GOAL: Rewrite every line of the data below as a Markdown table with the columns "Row" and "Line," numbering the rows in order and omitting blank lines. Leave the pictures out of the table.
◆ ◆ ◆ ◆ ◆
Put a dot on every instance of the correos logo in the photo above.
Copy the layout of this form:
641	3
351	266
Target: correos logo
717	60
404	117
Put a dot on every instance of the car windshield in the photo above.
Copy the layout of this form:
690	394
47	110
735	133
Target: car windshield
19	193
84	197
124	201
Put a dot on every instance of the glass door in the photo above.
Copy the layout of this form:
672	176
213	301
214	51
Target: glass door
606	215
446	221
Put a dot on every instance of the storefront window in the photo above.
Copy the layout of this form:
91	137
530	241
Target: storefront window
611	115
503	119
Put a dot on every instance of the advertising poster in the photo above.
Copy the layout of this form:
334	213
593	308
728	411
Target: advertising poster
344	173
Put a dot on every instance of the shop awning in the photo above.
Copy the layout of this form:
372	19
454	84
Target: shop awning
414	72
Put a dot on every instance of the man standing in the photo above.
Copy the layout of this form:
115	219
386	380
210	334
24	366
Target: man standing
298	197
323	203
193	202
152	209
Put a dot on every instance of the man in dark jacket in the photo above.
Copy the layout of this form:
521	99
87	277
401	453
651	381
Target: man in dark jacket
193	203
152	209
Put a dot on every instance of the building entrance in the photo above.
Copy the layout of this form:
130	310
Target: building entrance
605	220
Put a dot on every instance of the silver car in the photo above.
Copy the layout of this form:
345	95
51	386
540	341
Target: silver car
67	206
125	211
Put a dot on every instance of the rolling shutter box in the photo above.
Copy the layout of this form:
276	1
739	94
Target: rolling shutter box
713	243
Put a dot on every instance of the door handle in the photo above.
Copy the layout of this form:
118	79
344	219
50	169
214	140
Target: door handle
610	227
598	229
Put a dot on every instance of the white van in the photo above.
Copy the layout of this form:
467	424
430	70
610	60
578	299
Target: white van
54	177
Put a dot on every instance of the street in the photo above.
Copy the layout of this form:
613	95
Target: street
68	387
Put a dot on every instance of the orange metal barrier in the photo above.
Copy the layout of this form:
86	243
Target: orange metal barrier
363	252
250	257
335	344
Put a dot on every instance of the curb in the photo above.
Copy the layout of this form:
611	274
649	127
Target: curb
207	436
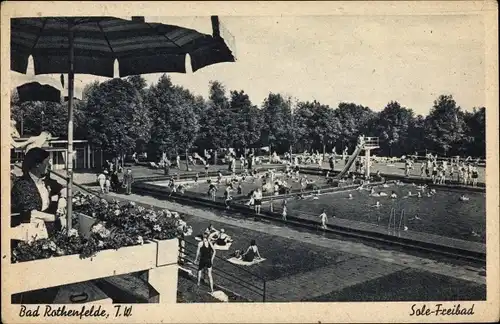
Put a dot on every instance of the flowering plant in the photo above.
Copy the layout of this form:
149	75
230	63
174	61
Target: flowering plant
117	225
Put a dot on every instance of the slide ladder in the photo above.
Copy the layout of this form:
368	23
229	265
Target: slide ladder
349	163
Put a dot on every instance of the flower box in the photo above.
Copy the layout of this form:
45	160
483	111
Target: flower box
167	252
57	271
85	223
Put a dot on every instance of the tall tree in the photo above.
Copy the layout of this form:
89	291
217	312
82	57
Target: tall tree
215	119
276	131
175	123
392	127
246	123
354	120
316	126
116	117
444	125
474	139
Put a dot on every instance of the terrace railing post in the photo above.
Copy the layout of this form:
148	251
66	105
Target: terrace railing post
264	292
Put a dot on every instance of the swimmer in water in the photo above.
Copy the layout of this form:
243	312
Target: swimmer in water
464	198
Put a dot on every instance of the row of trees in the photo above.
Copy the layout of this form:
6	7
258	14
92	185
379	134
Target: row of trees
125	115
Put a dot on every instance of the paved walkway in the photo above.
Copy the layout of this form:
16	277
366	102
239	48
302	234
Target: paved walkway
468	273
329	279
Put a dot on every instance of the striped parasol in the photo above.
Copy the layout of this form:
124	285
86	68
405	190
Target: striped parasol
90	45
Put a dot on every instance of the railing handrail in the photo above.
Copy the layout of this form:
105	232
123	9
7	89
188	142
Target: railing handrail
237	280
232	264
250	286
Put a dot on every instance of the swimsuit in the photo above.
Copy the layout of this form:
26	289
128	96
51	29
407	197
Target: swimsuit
206	253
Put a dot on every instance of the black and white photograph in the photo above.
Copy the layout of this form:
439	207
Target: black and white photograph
238	159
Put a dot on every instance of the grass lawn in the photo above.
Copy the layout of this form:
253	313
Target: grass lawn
247	185
289	264
442	214
411	285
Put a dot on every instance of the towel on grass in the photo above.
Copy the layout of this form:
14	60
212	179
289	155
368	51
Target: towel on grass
241	262
220	295
223	247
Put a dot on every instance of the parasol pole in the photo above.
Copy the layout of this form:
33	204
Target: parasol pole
71	83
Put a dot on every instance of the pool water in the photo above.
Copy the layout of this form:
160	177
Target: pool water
441	214
247	185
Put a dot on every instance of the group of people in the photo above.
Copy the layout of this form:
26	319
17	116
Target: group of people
38	202
206	251
439	171
109	180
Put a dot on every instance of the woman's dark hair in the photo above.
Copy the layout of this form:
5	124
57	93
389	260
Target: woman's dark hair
33	157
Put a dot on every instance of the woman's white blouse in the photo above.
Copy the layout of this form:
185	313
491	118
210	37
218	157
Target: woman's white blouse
42	189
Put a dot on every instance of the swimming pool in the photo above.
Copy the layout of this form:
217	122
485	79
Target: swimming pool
247	185
441	214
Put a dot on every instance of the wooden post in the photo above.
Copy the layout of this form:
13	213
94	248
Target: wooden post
71	83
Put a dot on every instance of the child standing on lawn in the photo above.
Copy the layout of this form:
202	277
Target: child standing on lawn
284	211
324	219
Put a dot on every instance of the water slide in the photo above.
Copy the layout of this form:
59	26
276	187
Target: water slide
349	163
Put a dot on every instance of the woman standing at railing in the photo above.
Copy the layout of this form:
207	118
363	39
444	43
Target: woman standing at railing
205	255
38	200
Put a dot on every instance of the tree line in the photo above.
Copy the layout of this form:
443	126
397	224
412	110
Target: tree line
126	115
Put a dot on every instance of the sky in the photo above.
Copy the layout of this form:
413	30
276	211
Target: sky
368	60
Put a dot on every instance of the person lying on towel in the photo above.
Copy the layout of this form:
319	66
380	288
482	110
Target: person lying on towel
250	253
223	239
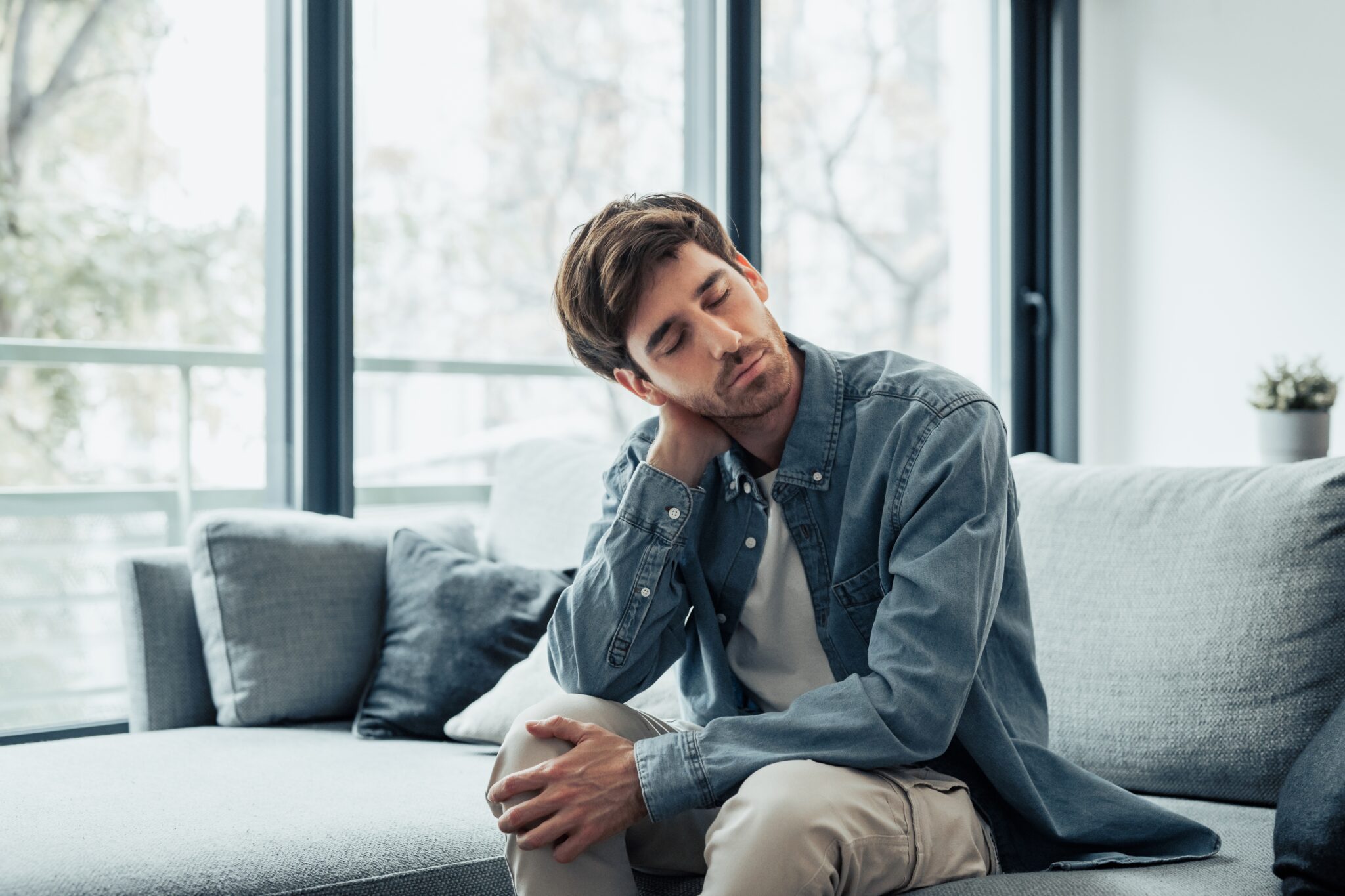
◆ ◆ ◆ ◆ ◆
FINISHED TASK:
| Row | Line |
|---|---|
| 1 | Put a dot on every instance of the correos logo in the photo above. |
| 2 | Copy the layout of this form: |
| 3 | 641	3 |
| 4 | 351	266 |
| 5 | Target: correos logo |
| 6 | 717	60 |
| 7 | 404	117 |
| 8 | Put a dot on every instance of the car windshield in the photo above. |
| 9 | Copy the layout of this form: |
| 10 | 690	394 |
| 11 | 47	110 |
| 12 | 735	133 |
| 13 | Target: car windshield |
| 14 | 19	193 |
| 15 | 84	197 |
| 16 | 124	201 |
| 17 | Put a dot on every instance of the glass door in the photo above. |
| 18 | Copy the layout of this form: |
| 19 | 672	176 |
| 20 | 213	301 |
| 21 | 214	51 |
| 22 | Target: glass door |
| 23 | 606	215 |
| 24 | 446	221 |
| 25 | Put a dot on every instance of the storefront window in the photo above. |
| 26 | Copy the layout of this form: |
| 27 | 91	137 |
| 28 | 530	241 |
| 29 | Target: storefront window |
| 30 | 611	115 |
| 31 | 503	119 |
| 32 | Put a dot on every instance of the advertising poster in the photo above. |
| 33 | Copy the layout of this form: |
| 34 | 334	213 |
| 35 | 593	308 |
| 36 | 728	411 |
| 37 | Target: advertising poster |
| 38 | 344	173 |
| 39 | Put a dot on every instance of the shop awning in the photo above. |
| 40 | Copy the layout of this form: |
| 41 | 372	19 |
| 42 | 454	84 |
| 43 | Target: shop awning |
| 44 | 414	72 |
| 45 | Put a dot on every instance of the man standing in the photo above. |
| 46 | Copy the layout of this form: |
| 47 | 115	219 |
| 48 | 386	380 |
| 49 | 210	334 |
| 50 | 24	366 |
| 51 | Target: man standing |
| 52 | 298	197 |
| 53 | 323	203 |
| 54 | 193	202 |
| 55 | 152	209 |
| 56 | Put a dot on every instance of the man in dark jacket in the photo above. |
| 57 | Copy the layout of this form: |
| 58 | 521	99 |
| 59 | 87	277 |
| 60 | 401	453 |
| 61 | 651	381 |
| 62 | Target: man in dark jacket |
| 63 | 193	203 |
| 64 | 152	209 |
| 65 | Put a dot on every instance of the building entrance in the photo above. |
| 66 | Copy the layout of this form: |
| 67 | 130	310 |
| 68 | Target: building entrance |
| 69 | 605	220 |
| 70 | Put a dot on every instance of the silver car in the photo above. |
| 71 | Copy the layout of this form: |
| 72 | 345	95 |
| 73 | 51	386 |
| 74 | 540	341 |
| 75 | Target: silver car |
| 76 | 67	206 |
| 77 | 125	211 |
| 78 | Put a dot on every instance of the rolling shutter box in the photo above. |
| 79 | Copy the layout of this form: |
| 80 | 276	1 |
| 81 | 739	94 |
| 82 | Target: rolling shutter box |
| 83 | 713	243 |
| 84 | Put a dot on every instance of the door handle in the photo above. |
| 85 | Copy the layout of this form: |
| 86 | 118	79 |
| 87 | 344	219 |
| 88 | 50	169 |
| 89 | 214	140 |
| 90 | Target: door handle |
| 91 | 610	227 |
| 92 | 598	229 |
| 93 | Put a dot on every instance of the white van in the photo above. |
| 94 | Copy the layout of this form: |
| 95 | 467	424 |
| 96 | 430	70 |
| 97 | 610	60 |
| 98 | 578	299 |
| 99 | Target: white van |
| 100 | 54	177 |
| 101 | Put a dot on every instance of the street in the photo above. |
| 102 | Copy the layout of this form: |
| 103 | 613	95 |
| 104 | Target: street |
| 105 | 68	387 |
| 106 | Put a dot on every instance of the orange metal barrier in the photo above. |
| 107 | Copy the layout of this form: |
| 108 | 86	243 |
| 109 | Target: orange metal barrier |
| 110 | 363	252 |
| 111 | 250	257 |
| 112 | 335	344 |
| 113 | Put a dot on every instance of the curb in the photo above. |
| 114 | Copy the layout of this form: |
| 115 | 611	274 |
| 116 | 649	127 |
| 117 | Target: curb |
| 118 | 207	436 |
| 119 | Put a dot on every instance of the flowering plant in the photo above. |
| 120 | Copy the layout of this form: |
| 121 | 149	75 |
| 122 | 230	63 |
| 123 | 174	61 |
| 124 | Target: flowering plant |
| 125 | 117	225 |
| 126 | Put a dot on every instance of the slide ladder in the photo above. |
| 127 | Copy the layout of this form: |
| 128 | 368	23 |
| 129 | 229	265 |
| 130 | Target: slide ladder |
| 131 | 349	163 |
| 132 | Put a dot on every instance of the flower box in the photo above. |
| 133 | Copy the layout of this form: |
| 134 | 45	160 |
| 135 | 483	111 |
| 136 | Target: flower box |
| 137 | 167	252 |
| 138 | 57	271 |
| 139 | 85	223 |
| 140 | Put a dot on every instance of the tall tree in the photo above. |
| 141 | Copy the layout of this form: |
| 142 | 89	291 |
| 143 | 217	312 |
| 144 | 82	57 |
| 145 | Target: tall tree |
| 146 | 215	119 |
| 147 | 276	131 |
| 148 | 175	123 |
| 149 | 392	127 |
| 150 | 246	123 |
| 151 | 354	120 |
| 152 | 316	126 |
| 153 | 116	117 |
| 154 | 444	125 |
| 155 | 474	139 |
| 156 | Put a dot on every instance of the terrace railing post in the photo above. |
| 157 | Copy the layout of this form: |
| 158 | 148	251 |
| 159 | 66	105 |
| 160 | Target: terrace railing post |
| 161 | 264	292 |
| 162 | Put a dot on every instance of the swimmer in water in the photo above. |
| 163 | Copy the layout of this form: |
| 164 | 243	312 |
| 165 | Target: swimmer in water |
| 166 | 464	198 |
| 167 | Put a dot on every instance of the row of trees in the photo above. |
| 168 | Copy the layout of this form: |
| 169 | 6	7 |
| 170 | 258	14 |
| 171 | 92	185 |
| 172 | 379	134 |
| 173 | Target: row of trees |
| 174 | 125	115 |
| 175 | Put a dot on every instance of the paved walkway in the photo above. |
| 176 | Copy the layout of this form: |
| 177 | 16	277 |
| 178 | 366	102 |
| 179 | 239	48 |
| 180 | 302	234 |
| 181 | Target: paved walkway |
| 182 | 468	273 |
| 183 | 329	279 |
| 184 | Put a dot on every instance of the striped parasol in the photo above. |
| 185 | Copy the layout of this form: |
| 186 | 124	285 |
| 187 | 86	68 |
| 188 | 405	190 |
| 189 | Target: striped parasol |
| 190 | 90	45 |
| 191 | Put a dot on every instance of the railing handrail in the photo above. |
| 192 | Copy the layout of this form: |
| 193 | 105	232 |
| 194 | 123	9 |
| 195 | 7	89 |
| 196 | 188	142 |
| 197 | Target: railing handrail |
| 198 | 237	280 |
| 199 | 232	264 |
| 200 | 250	286 |
| 201 | Put a dot on every instance of the swimsuit in the photo above. |
| 202 | Copy the layout of this form: |
| 203 | 26	289 |
| 204 | 128	96 |
| 205 | 51	29 |
| 206 | 407	197 |
| 207 | Target: swimsuit |
| 208 | 206	253 |
| 209 | Put a dot on every instance of the black and white photograph in the photo above. |
| 210 | Copy the layout of this form: |
| 211 | 439	207 |
| 212 | Target: black and white photograph |
| 213 | 238	159 |
| 214 | Put a dot on every instance of the grass lawn in the photo above. |
| 215 | Copy the layout of this form: |
| 216 | 253	313 |
| 217 | Target: grass lawn |
| 218 | 247	185 |
| 219 | 289	264 |
| 220 | 442	214 |
| 221 | 411	285 |
| 222 | Put a dot on every instance of the towel on grass in the photo above. |
| 223 | Copy the layout of this form: |
| 224 | 14	60 |
| 225 | 212	179 |
| 226 | 289	155 |
| 227 | 368	51 |
| 228 | Target: towel on grass |
| 229 | 241	262 |
| 230 | 220	295 |
| 231 | 223	247 |
| 232 | Put a dot on every instance of the parasol pole in the photo above. |
| 233 | Copy the layout of this form: |
| 234 | 33	204 |
| 235 | Target: parasol pole |
| 236 | 71	83 |
| 237 | Put a dot on every instance of the pool water in the photo above. |
| 238 | Copy the layout of this form: |
| 239 | 160	177 |
| 240 | Target: pool water |
| 241 | 441	214 |
| 242 | 247	185 |
| 243 | Put a dot on every instance of the group of people in the photo above. |
| 244 | Copy the layout of this form: |
| 245 | 26	319 |
| 246 | 17	116 |
| 247 | Target: group of people |
| 248 | 38	202 |
| 249 | 206	251 |
| 250 | 439	171 |
| 251 | 109	180 |
| 252 | Put a dot on every instance of the woman's dark hair in the photo above. |
| 253 | Copy the layout of this form: |
| 254 | 5	124 |
| 255 | 57	93 |
| 256 | 389	260 |
| 257 | Target: woman's dark hair |
| 258 | 33	157 |
| 259 | Put a dot on every instance of the woman's white blouse in the photo above. |
| 260 | Copy the layout of this form: |
| 261 | 185	313 |
| 262 | 491	118 |
| 263 | 210	37 |
| 264 | 218	157 |
| 265 | Target: woman's white blouse |
| 266 | 42	189 |
| 267 | Put a dot on every instance of the swimming pool in the photo above. |
| 268 | Copy the layout of this form: |
| 269 | 217	122 |
| 270 | 485	79 |
| 271 | Target: swimming pool |
| 272 | 247	185 |
| 273 | 441	214 |
| 274 | Put a dot on every instance of the wooden post in the photo above. |
| 275 | Copy the layout of this form: |
| 276 | 13	213 |
| 277 | 94	248 |
| 278 | Target: wooden post |
| 279 | 71	83 |
| 280 | Put a dot on every instance of the child standing on lawn in the photo above. |
| 281 | Copy the layout of this form: |
| 282 | 202	277 |
| 283 | Target: child standing on lawn |
| 284 | 284	211 |
| 285 | 324	219 |
| 286 | Put a dot on every instance of the water slide in the photo above. |
| 287 | Copy the layout of this form: |
| 288 | 59	26 |
| 289 | 276	187 |
| 290 | Target: water slide |
| 291 | 349	163 |
| 292 | Put a dot on every instance of the woman standing at railing in the photo above. |
| 293 | Copy the layout of this form: |
| 294 | 207	118 |
| 295 | 363	39 |
| 296 | 444	43 |
| 297 | Target: woman standing at railing |
| 298 | 205	255 |
| 299 | 38	200 |
| 300 | Put a dot on every instance of the tree line in the photo above. |
| 301 | Copy the layout of this form: |
| 302 | 443	126 |
| 303 | 397	224 |
| 304 | 412	110 |
| 305 | Target: tree line |
| 306 | 126	115 |
| 307 | Put a dot on every instance of the sky in the photo above. |
| 308 | Copy the layout of this form: |
| 309 | 413	30 |
| 310 | 276	211 |
| 311 | Target: sky |
| 312 | 368	60 |
| 313 | Put a dot on every instance of the person lying on towel in the photo above. |
| 314 | Copy the layout of this form: |
| 315 | 319	66 |
| 316 | 380	288 |
| 317 | 482	110 |
| 318 | Target: person lying on towel |
| 319 | 250	253 |
| 320 | 223	239 |